A California man was charged with the sexual assault of two women over 22 years ago, after police linked DNA from the crime scenes to that of a sample recently collected from a Baskin-Robbins ice cream spoon.
Alameda County District Attorney Nancy E. O’Malley announced Monday that Gregory Paul Vien, 60, will face “multiple felony sexual assault charges” in connection with the two separate assaults, both from 1997.
According to prosecutors, a woman walking to a Bay Area Rapid Transit station after work on May 6 was attacked by an unidentified man who “dragged her to a secluded area” before he sexually assaulted her.
Several months later, on Sept. 7, a second woman was sexually assaulted while on a walk near Livermore High School.
Police were able to recover DNA from both crime scenes that were “found to be a match to each other.” The samples were uploaded to the national DNA database to no avail.
Over 22 years later, investigators from the Livermore Police Department were able to get a lead using a genetic genealogical search tool which led them to Vien.

(Data records)
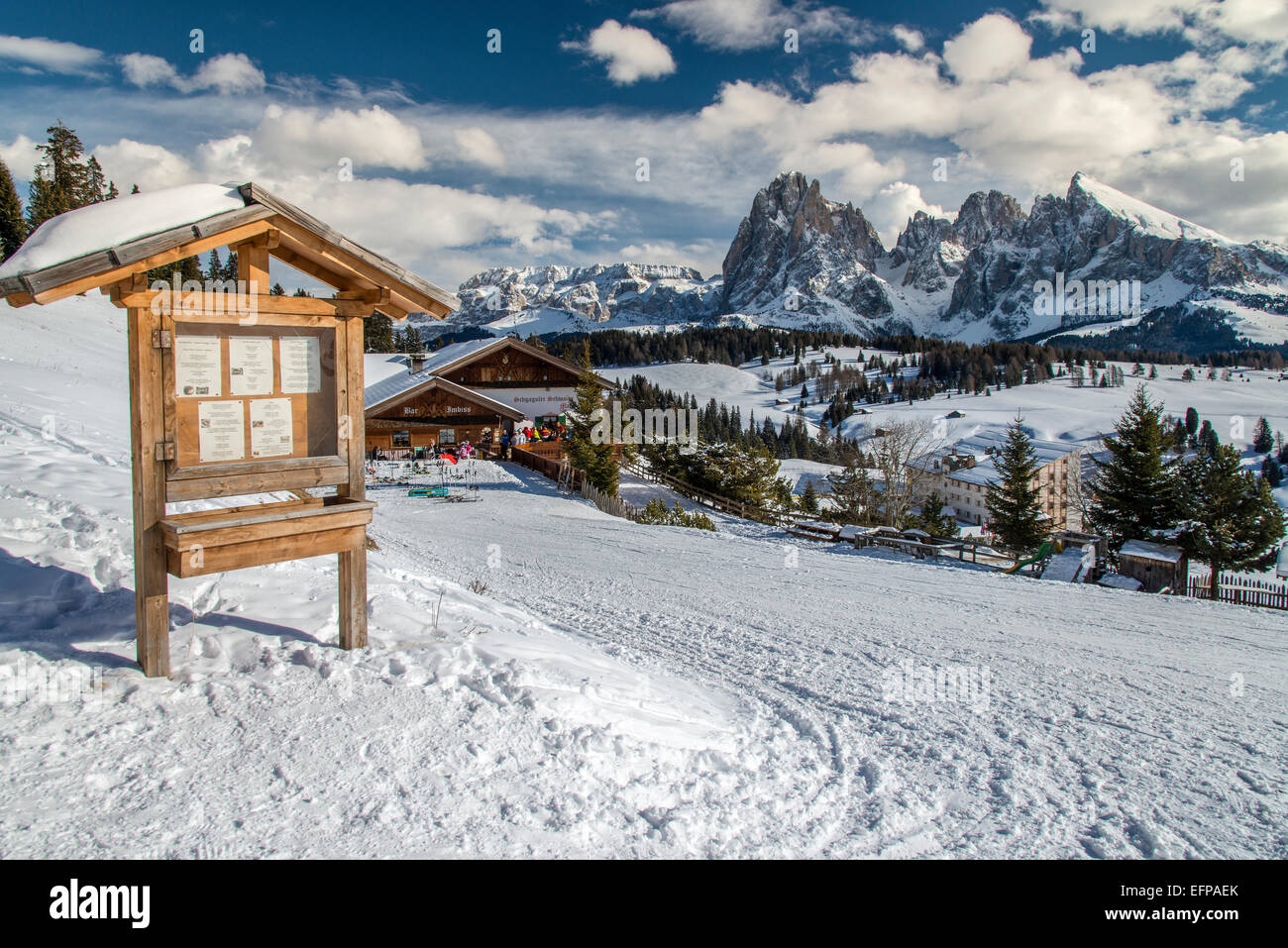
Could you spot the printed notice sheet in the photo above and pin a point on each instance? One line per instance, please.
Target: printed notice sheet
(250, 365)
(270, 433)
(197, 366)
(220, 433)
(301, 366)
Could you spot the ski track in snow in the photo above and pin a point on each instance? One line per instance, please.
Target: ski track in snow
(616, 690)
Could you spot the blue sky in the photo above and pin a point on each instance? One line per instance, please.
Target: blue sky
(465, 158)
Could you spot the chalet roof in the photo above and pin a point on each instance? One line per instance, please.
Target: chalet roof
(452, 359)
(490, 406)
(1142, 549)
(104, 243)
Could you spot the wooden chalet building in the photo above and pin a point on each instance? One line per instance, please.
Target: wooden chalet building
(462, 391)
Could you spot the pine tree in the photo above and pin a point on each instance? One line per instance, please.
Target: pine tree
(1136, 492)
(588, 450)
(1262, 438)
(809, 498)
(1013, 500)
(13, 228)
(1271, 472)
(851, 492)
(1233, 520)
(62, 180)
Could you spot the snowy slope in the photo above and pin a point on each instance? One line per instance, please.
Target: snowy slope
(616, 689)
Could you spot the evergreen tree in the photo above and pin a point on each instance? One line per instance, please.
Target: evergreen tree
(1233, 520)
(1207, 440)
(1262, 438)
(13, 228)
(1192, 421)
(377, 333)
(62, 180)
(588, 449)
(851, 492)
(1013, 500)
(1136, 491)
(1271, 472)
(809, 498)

> _EXERCISE REQUIREMENTS_: Can you continue the news article on the 1997 sexual assault charges from the point where it ends?

> _ANSWER TO THIS PROBLEM_:
Detectives began to surveil Vein in August after discovering that he had lived in Livermore for several decades, including around the time the crimes were committed.
According to a probable cause statement, police subsequently collected “several items” that had been thrown in the garbage, including a “Baskin-Robbins spoon” that Vien used to eat ice cream.
On Aug. 28, the lab turned back a positive match between Vien’s DNA and the sample taken from both crime scenes.
“For over 20 years, the survivors of these sexual assaults have lived with the constant uncertainty that comes with not knowing when, if ever, their assailant will be identified and brought to justice,” O’Malley said in a news release.
“My office’s specialized cold case unit and sexual assault unit worked alongside our law enforcement partners and will now ensure that Mr. Vien is held to account for the crimes he committed.”
Vien was arraigned on Nov. 7 and is due back in court on Wednesday.